(INSTRUCTIONS TO FOLLOW) Would you output the entries below only from the line containing "# point at: door" through the line containing "# point at: white house", exactly as they stand and with both ends included?

──────── SUPPLIED MATERIAL ────────

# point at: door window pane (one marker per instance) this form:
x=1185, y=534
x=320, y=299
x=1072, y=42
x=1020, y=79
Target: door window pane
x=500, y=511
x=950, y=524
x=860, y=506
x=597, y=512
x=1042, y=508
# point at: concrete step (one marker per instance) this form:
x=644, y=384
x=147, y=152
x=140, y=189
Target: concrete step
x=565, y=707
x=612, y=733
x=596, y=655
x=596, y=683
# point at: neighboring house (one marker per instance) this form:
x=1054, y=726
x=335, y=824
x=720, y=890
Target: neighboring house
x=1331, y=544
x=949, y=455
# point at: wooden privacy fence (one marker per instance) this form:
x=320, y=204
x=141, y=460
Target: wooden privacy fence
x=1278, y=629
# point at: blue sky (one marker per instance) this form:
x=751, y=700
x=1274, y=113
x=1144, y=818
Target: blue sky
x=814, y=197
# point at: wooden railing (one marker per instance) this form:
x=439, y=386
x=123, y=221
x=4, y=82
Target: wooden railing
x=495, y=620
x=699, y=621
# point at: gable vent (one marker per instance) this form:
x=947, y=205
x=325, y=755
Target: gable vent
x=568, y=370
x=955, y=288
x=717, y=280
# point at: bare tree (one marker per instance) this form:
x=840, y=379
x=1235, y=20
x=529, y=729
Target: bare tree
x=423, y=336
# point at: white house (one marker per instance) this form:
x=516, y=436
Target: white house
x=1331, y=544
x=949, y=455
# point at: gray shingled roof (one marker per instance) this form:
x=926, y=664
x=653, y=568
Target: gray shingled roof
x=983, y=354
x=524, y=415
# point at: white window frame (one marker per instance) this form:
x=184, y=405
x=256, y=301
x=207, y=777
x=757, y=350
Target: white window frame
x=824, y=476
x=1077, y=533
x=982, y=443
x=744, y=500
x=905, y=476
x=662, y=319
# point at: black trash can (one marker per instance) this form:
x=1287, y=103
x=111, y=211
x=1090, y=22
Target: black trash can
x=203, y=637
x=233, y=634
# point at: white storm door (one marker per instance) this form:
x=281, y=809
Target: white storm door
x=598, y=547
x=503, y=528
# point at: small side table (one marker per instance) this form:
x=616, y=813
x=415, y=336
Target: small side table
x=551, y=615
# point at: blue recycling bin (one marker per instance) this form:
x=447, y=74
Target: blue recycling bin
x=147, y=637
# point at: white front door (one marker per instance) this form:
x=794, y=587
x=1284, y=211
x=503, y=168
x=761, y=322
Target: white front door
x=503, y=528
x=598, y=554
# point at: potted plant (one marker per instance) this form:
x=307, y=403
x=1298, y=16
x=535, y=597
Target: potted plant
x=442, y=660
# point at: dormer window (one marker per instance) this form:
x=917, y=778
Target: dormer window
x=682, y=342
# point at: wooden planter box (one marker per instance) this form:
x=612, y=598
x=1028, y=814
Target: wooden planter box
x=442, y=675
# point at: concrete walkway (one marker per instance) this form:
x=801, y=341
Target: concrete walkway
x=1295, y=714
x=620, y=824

────────
──────── SUPPLIED MATERIAL ────────

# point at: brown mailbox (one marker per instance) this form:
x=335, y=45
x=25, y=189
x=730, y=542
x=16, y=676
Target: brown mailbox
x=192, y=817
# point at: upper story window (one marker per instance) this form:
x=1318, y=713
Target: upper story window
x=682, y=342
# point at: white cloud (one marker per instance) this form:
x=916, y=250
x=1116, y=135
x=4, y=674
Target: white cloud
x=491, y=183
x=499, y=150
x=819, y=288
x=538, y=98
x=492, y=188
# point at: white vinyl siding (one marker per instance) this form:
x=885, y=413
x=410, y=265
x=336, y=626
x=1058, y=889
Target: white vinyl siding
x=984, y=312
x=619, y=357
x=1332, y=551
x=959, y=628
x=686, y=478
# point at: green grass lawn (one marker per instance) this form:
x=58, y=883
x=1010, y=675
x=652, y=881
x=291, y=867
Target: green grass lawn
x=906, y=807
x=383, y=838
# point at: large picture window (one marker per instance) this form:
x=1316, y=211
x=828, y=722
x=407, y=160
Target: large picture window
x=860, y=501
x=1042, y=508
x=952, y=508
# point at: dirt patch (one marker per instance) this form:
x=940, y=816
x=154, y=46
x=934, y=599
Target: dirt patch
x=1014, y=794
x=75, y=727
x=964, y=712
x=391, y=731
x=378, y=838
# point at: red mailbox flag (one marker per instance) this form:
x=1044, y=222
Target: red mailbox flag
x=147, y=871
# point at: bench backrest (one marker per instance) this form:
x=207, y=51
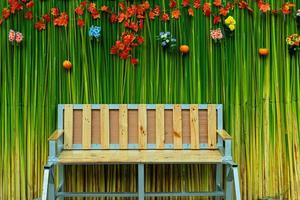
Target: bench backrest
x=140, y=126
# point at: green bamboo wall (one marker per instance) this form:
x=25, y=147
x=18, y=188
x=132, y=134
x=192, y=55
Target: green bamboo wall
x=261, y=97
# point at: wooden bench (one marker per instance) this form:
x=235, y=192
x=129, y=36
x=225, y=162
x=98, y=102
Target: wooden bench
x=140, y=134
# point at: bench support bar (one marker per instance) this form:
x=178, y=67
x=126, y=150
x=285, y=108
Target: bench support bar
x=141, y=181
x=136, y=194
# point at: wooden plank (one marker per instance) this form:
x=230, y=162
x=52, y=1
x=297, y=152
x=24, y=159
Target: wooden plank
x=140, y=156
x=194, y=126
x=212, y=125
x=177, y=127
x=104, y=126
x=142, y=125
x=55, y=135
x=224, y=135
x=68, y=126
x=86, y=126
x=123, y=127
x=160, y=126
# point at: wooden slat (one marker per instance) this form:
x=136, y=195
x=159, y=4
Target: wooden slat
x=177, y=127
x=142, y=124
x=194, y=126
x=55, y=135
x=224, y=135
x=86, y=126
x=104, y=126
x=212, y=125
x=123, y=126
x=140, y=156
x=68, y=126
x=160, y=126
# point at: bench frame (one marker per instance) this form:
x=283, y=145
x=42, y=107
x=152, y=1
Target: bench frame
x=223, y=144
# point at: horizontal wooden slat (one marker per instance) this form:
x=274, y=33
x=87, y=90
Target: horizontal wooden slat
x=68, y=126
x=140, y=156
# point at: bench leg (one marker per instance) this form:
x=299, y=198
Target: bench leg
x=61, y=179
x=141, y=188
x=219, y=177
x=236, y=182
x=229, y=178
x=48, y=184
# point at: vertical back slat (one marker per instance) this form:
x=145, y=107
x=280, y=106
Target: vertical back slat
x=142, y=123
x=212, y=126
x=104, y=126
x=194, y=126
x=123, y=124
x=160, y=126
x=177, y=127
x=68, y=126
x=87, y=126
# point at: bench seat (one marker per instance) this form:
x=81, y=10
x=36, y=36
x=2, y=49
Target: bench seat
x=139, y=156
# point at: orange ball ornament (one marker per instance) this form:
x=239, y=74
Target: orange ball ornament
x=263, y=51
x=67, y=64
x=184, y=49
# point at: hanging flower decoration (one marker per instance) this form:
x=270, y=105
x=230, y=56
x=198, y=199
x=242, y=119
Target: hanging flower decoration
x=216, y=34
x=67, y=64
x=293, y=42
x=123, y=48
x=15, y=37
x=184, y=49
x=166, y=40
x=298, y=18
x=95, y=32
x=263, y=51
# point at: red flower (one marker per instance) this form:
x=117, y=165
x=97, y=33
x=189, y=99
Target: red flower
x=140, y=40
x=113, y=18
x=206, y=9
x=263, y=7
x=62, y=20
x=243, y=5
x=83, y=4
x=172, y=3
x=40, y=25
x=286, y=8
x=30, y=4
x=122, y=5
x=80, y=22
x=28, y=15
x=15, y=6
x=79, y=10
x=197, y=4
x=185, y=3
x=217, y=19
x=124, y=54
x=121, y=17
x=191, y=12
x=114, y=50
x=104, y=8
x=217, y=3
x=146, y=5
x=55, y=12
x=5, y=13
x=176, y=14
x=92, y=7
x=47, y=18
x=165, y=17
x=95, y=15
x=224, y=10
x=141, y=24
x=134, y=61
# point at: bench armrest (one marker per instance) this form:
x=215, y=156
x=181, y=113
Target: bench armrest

────────

(RESPONSE BELOW)
# point at: door window pane (one marker per instance) this form:
x=1185, y=534
x=320, y=299
x=1072, y=42
x=1020, y=79
Target: door window pane
x=500, y=511
x=950, y=524
x=860, y=506
x=597, y=512
x=1042, y=508
# point at: concrete step (one marker per instance) this form:
x=644, y=384
x=147, y=152
x=140, y=189
Target: concrete step
x=565, y=707
x=612, y=733
x=596, y=655
x=596, y=683
# point at: neighboring house (one marker per instance) this form:
x=1054, y=726
x=335, y=824
x=720, y=890
Target: neighboring house
x=1331, y=544
x=949, y=455
# point at: wooden privacy fence (one marker per instance) this form:
x=320, y=204
x=141, y=460
Target: wooden privacy fence
x=1278, y=629
# point at: blue sky (one marker per instance) this form:
x=751, y=700
x=1274, y=113
x=1144, y=818
Target: blue sky
x=814, y=197
# point at: wooden railing (one marker per instance) this form:
x=439, y=386
x=123, y=221
x=4, y=82
Target: wooden railing
x=495, y=620
x=699, y=621
# point at: gable vent (one marker per instance) this form:
x=947, y=205
x=325, y=755
Target: gable vent
x=568, y=370
x=955, y=288
x=717, y=280
# point at: bare tree (one marker per instance) this form:
x=840, y=379
x=1235, y=20
x=529, y=729
Target: bare tree
x=423, y=336
# point at: white house (one marker per instance) this form:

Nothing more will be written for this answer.